** TO BE DONE **
Set down the records word for word, from the very first line through the line containing "[[[361,13],[360,8],[354,8],[352,11],[352,24],[361,24]]]", including both ends. Leave the pictures out.

** Boundary labeling items **
-- Start --
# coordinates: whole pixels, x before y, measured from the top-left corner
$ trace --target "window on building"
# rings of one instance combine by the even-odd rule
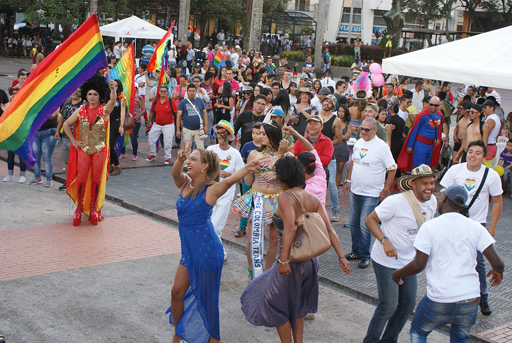
[[[361,13],[360,8],[354,8],[352,11],[352,24],[361,24]]]
[[[343,12],[342,13],[342,23],[350,24],[350,8],[344,7]]]
[[[410,18],[406,20],[403,27],[406,29],[419,29],[421,27],[421,19],[419,18]]]
[[[386,26],[386,21],[384,20],[384,14],[386,11],[380,11],[375,10],[373,11],[373,26]]]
-- End --
** COMPLETED TASK **
# coordinates: whole pixels, x before y, measured from the top-left corner
$ trace --target "window on building"
# rings of one instance combine by the even-odd rule
[[[361,13],[360,8],[354,8],[352,11],[352,24],[361,24]]]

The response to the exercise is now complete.